[WHAT YOU WILL DO] Only the lines from the one containing "of the yorkshire" through the end of the data below should be copied, each exactly as written and with both ends kept.

[EXTRACTED DATA]

==*==

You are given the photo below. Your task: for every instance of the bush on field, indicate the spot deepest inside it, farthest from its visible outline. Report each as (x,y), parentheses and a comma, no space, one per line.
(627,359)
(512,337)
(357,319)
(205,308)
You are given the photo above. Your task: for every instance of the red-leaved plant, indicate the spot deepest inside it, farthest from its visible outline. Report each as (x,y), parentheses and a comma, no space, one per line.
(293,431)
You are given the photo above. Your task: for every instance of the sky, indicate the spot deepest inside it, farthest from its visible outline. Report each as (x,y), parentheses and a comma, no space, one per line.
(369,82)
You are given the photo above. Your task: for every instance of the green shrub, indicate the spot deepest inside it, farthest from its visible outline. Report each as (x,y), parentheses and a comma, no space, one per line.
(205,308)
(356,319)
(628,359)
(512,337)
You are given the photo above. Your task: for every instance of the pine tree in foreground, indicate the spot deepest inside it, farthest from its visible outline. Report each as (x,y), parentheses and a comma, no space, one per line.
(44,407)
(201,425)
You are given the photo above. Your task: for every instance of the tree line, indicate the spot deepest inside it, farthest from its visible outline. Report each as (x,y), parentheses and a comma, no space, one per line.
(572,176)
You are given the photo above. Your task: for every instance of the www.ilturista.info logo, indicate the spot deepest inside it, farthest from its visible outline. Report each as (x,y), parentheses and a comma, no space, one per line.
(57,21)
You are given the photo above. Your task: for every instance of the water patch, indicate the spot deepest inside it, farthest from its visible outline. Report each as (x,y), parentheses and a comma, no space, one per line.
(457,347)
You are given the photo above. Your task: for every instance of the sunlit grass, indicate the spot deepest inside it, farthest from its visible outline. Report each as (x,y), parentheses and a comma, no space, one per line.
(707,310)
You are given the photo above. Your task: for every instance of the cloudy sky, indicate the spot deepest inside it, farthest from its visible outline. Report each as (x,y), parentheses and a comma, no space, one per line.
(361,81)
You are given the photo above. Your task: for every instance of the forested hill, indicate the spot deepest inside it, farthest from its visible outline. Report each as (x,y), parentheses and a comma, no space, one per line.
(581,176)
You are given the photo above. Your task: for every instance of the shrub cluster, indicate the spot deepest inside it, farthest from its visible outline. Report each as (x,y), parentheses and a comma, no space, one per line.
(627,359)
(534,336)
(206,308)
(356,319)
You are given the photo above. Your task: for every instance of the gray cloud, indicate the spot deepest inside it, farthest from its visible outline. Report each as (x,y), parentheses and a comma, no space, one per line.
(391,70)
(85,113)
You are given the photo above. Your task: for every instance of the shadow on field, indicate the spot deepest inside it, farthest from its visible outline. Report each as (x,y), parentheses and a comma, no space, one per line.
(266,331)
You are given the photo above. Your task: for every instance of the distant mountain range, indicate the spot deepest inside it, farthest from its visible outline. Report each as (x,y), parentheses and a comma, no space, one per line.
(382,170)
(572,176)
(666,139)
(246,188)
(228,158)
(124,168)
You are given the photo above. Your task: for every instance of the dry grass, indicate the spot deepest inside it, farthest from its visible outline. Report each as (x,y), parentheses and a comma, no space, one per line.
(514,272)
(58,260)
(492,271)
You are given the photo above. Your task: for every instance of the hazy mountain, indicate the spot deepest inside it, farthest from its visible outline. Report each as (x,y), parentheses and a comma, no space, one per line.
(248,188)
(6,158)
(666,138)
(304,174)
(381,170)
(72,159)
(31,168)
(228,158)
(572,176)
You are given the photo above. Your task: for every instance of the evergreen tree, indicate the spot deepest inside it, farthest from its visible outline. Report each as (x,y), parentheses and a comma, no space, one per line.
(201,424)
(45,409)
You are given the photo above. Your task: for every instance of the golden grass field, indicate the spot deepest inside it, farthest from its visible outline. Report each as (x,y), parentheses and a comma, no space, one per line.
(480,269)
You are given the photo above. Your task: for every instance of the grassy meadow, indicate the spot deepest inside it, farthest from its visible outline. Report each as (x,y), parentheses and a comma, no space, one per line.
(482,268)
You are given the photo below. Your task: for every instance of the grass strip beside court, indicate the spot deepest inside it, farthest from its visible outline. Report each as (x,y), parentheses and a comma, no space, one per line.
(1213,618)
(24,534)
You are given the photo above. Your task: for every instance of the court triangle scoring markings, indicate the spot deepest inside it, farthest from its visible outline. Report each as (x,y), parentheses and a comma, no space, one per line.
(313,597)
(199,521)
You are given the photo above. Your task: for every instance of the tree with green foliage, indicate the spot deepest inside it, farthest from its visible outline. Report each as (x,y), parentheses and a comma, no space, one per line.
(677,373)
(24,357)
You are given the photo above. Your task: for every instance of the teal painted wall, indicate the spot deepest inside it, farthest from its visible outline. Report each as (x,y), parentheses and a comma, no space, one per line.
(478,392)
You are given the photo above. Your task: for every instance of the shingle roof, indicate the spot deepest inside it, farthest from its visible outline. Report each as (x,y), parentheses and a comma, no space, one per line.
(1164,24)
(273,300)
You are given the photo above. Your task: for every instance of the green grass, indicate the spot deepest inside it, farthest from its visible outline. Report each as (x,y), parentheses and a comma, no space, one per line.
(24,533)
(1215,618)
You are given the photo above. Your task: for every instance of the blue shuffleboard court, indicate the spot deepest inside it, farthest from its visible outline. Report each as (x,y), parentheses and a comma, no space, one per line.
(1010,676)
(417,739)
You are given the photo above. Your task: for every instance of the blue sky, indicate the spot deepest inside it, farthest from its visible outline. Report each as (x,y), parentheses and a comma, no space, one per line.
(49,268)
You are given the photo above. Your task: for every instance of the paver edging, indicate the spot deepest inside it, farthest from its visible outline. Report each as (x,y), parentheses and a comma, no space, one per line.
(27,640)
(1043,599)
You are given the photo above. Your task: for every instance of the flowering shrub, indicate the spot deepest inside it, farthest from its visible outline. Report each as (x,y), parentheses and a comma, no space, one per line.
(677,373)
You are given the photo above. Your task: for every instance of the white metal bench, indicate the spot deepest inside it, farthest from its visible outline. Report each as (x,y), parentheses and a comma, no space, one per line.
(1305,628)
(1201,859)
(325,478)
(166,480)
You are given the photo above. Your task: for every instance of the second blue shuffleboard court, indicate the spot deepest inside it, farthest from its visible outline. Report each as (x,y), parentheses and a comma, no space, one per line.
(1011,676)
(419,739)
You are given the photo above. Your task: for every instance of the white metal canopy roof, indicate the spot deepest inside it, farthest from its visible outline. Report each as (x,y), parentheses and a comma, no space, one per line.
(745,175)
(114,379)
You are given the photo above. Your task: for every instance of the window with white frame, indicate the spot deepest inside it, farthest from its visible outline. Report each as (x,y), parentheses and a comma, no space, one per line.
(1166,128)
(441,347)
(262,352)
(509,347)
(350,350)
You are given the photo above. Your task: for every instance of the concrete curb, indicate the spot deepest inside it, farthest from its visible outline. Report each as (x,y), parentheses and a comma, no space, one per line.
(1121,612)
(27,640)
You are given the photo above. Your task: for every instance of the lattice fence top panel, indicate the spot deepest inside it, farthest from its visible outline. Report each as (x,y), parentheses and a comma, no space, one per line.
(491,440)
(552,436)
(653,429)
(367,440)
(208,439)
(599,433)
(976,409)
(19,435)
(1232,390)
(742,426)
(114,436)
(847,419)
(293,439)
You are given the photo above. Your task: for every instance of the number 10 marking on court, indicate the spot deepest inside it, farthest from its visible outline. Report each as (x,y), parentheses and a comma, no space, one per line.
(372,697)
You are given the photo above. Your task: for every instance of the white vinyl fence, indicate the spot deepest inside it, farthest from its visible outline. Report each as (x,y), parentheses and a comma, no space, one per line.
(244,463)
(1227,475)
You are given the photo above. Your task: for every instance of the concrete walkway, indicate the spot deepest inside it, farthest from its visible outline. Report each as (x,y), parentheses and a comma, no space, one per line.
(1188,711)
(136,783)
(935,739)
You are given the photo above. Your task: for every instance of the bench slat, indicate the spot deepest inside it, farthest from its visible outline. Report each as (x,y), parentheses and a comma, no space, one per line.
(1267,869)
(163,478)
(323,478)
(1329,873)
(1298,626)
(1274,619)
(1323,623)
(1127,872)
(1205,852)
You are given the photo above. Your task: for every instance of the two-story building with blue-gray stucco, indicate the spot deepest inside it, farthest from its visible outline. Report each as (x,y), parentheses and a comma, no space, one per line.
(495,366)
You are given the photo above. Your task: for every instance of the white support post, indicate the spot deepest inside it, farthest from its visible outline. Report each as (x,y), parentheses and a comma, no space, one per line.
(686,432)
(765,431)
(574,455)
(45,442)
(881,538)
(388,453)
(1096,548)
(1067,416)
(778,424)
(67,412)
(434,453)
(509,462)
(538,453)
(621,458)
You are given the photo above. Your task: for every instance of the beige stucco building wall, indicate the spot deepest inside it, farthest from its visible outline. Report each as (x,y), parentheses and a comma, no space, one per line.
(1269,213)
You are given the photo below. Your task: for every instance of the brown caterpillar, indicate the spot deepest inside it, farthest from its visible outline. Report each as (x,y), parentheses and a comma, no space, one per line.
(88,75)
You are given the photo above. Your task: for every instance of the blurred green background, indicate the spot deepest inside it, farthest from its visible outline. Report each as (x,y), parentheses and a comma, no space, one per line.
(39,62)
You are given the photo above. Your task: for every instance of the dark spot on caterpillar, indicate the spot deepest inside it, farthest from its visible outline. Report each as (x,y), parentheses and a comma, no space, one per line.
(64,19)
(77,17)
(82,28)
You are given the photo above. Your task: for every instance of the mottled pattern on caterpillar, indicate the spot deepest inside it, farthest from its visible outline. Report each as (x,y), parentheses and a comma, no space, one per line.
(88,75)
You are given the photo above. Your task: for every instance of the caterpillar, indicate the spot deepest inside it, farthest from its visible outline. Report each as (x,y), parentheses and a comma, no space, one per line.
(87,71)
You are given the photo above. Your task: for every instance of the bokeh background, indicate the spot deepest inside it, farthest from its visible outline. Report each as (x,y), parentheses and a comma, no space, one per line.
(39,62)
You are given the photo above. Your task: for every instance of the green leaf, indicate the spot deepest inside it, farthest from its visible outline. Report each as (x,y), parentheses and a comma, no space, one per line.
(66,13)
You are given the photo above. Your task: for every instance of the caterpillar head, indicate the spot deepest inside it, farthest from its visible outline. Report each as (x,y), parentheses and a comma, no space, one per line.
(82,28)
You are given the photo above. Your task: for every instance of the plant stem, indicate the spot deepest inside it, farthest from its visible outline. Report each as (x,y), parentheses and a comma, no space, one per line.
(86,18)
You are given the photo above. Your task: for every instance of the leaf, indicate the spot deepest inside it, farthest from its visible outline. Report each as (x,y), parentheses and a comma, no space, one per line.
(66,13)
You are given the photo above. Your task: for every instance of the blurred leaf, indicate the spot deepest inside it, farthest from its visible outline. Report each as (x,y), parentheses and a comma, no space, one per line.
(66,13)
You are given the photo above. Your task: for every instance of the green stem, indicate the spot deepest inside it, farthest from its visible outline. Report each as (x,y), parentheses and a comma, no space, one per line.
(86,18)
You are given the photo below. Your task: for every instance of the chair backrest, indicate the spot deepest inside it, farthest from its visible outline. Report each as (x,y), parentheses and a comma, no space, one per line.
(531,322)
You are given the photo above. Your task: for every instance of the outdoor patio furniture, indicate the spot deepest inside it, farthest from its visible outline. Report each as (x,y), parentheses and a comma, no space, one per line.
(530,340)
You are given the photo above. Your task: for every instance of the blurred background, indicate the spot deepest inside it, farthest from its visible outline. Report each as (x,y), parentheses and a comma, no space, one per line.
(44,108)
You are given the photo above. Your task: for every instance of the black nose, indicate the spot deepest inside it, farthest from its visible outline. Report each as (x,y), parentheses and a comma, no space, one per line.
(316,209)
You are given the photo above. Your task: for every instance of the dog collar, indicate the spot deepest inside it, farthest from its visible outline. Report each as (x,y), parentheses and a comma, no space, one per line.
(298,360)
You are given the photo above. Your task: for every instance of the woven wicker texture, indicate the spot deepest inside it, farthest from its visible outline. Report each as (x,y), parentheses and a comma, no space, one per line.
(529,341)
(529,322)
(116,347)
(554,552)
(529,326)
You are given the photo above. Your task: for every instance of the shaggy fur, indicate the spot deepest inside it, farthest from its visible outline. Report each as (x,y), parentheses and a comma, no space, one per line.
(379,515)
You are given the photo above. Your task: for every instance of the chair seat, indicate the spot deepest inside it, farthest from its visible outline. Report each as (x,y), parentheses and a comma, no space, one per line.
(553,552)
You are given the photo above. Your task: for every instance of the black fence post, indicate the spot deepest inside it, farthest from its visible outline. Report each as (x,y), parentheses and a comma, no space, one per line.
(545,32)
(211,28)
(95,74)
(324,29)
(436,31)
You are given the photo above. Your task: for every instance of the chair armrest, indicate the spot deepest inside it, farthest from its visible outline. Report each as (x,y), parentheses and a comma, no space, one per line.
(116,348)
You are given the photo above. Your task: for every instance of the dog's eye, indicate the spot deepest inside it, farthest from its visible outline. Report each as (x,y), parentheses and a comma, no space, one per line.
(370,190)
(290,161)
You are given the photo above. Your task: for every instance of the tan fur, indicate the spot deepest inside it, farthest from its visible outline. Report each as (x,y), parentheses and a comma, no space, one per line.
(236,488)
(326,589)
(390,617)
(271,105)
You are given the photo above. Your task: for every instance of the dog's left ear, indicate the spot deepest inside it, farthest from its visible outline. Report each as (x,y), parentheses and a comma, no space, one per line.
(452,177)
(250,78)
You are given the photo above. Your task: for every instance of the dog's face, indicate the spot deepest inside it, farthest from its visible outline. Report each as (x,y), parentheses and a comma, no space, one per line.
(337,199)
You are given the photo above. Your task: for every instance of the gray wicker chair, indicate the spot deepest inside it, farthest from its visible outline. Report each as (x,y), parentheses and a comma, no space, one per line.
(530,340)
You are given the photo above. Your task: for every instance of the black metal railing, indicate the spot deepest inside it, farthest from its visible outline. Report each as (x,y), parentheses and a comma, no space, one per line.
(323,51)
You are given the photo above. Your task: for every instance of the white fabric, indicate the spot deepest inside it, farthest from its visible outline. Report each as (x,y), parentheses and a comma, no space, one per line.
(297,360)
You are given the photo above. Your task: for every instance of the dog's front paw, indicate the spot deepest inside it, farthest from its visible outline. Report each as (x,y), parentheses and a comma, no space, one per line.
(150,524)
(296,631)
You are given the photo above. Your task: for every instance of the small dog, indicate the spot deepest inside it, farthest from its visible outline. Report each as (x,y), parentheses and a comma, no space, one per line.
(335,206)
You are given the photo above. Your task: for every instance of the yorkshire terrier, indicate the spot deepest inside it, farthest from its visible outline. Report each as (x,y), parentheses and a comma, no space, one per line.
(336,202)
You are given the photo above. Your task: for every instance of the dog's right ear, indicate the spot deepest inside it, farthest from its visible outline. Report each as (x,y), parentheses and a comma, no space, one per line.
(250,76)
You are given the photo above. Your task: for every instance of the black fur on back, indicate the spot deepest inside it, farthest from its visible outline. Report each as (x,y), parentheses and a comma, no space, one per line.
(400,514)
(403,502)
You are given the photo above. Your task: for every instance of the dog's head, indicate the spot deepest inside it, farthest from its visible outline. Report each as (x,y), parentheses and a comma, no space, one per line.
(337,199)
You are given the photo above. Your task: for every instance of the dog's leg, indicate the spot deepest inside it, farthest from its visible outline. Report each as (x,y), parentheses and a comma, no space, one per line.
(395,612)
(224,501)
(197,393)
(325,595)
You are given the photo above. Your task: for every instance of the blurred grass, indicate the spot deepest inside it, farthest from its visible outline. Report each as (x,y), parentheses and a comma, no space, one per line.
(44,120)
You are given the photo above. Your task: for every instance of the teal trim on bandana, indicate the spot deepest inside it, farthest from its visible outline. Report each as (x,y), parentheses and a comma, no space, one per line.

==*==

[FINISHED TASK]
You are given the photo above. Your task: for every instance of the yorkshire terrier, indicate the spot deepest inside it, farthest from its visible outline. Report each as (x,y), parentheses and a comma, no space, one per line.
(336,202)
You are given the photo above. Your task: for every instance of the dog's right ear, indicate the spot deepest inside it, farthest from its visible outline. Report each as (x,y), parentheses and a comma, no space, one per line.
(250,76)
You are given the photo above. Your task: for every instance of the black fur on back, indicate the spot deepest inside it, farthest from its visible outline. Report each as (x,y), parentheses and a comma, no space, one per line.
(400,514)
(403,502)
You are given the photo above. Your task: for every instance of the dog's head, indicate the spot deepest inside it, farthest from its visible outline. Report each as (x,y), parentheses and a comma, no space, one per line.
(337,199)
You are given the photo above. Your task: for every instance of the dog's leg, indicate the spot deepest inside it, farthest from its visible outline. Report each as (x,y), parentheses and a comma, no space, one per line.
(395,612)
(224,501)
(197,393)
(325,595)
You are given the photo above. Your task: for every instance of the blurred grass, indicate the spot deepest inside it, farthest from its visible outline. Report each as (x,y), parentheses and a comma, no space, one per line.
(44,120)
You are given the photo above. Your task: for every instance of the teal trim on bandana, indicate the spot deepest inside it, farthest from its visible outline. Report each as (x,y), parentheses and a comma, no space, one per line.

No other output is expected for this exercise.